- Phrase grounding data

########

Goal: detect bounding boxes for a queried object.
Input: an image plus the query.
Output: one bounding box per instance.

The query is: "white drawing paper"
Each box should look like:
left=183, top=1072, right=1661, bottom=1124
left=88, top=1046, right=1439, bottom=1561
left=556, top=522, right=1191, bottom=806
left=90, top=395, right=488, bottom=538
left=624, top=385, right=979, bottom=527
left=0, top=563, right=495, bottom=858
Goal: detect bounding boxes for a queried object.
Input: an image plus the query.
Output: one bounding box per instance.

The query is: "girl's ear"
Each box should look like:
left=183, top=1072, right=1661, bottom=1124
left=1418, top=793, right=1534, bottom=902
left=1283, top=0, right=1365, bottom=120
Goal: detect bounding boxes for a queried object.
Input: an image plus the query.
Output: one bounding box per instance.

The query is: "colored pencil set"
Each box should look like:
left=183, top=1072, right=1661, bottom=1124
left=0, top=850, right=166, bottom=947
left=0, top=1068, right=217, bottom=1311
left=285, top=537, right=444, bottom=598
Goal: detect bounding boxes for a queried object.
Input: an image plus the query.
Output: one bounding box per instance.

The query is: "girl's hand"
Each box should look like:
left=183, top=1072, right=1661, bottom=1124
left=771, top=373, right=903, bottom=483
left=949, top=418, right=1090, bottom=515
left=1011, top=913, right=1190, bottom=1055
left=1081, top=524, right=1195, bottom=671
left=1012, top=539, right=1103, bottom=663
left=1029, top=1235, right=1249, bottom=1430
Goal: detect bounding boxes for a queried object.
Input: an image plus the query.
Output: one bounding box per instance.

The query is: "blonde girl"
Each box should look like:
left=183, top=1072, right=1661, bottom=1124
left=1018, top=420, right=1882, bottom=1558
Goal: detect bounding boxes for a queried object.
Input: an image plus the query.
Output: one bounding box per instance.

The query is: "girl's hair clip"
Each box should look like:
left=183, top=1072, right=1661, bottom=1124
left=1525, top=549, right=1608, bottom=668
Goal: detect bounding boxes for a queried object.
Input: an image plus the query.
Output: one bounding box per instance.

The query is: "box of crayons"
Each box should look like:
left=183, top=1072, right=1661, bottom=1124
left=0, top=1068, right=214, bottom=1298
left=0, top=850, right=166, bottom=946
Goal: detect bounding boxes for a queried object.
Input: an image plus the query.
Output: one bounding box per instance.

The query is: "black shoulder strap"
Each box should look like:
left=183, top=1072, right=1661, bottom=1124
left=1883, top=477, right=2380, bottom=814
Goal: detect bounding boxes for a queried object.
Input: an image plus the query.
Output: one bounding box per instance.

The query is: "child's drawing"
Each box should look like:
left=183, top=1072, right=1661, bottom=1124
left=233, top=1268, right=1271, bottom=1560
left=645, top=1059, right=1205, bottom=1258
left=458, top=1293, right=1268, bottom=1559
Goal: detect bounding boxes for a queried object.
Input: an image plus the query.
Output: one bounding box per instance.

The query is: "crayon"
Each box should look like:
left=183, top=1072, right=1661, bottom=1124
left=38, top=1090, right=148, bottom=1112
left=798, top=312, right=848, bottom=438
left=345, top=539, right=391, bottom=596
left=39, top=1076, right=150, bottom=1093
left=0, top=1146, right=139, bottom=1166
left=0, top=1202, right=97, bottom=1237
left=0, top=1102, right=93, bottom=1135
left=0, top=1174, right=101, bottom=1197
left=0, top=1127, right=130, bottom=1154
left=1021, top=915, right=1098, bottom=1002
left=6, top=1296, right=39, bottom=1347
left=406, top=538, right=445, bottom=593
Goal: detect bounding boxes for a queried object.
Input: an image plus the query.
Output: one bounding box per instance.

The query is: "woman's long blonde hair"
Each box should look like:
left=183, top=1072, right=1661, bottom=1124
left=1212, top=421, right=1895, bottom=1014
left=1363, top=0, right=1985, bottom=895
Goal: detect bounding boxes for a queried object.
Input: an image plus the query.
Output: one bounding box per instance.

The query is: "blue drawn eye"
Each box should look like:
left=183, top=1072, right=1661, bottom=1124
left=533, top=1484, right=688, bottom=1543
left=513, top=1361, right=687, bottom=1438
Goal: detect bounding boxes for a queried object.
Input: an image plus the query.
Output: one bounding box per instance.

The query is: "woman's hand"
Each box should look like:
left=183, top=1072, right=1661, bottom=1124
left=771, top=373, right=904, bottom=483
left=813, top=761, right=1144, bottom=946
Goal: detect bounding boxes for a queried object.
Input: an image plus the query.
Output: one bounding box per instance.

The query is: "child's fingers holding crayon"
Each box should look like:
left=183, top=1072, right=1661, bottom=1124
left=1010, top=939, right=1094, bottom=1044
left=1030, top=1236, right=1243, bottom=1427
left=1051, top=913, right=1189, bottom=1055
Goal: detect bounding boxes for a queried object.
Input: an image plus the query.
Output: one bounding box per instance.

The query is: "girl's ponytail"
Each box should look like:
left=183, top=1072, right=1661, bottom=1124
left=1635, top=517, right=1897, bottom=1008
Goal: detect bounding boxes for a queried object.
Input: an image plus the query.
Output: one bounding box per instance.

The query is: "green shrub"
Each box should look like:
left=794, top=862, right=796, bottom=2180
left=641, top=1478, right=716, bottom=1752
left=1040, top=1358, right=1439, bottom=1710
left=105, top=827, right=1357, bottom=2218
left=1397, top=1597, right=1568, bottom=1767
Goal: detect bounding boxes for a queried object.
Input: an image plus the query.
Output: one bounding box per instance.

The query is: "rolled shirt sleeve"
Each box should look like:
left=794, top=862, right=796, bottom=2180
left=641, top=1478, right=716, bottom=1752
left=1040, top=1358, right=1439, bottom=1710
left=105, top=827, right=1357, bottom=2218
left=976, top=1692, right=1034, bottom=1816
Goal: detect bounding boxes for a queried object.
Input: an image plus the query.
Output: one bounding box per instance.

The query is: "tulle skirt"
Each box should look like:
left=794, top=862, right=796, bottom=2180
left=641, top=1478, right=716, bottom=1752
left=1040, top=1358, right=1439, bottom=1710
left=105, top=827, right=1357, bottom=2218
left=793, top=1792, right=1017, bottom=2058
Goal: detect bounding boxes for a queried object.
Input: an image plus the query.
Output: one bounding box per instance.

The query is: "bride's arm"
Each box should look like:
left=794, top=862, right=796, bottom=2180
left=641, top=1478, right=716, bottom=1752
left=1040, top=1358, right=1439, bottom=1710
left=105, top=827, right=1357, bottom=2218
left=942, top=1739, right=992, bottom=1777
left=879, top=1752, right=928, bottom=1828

########

- What is needed
Where the string "hand" appears in a line of the entries, count that line, and state the total alone.

- Task result
2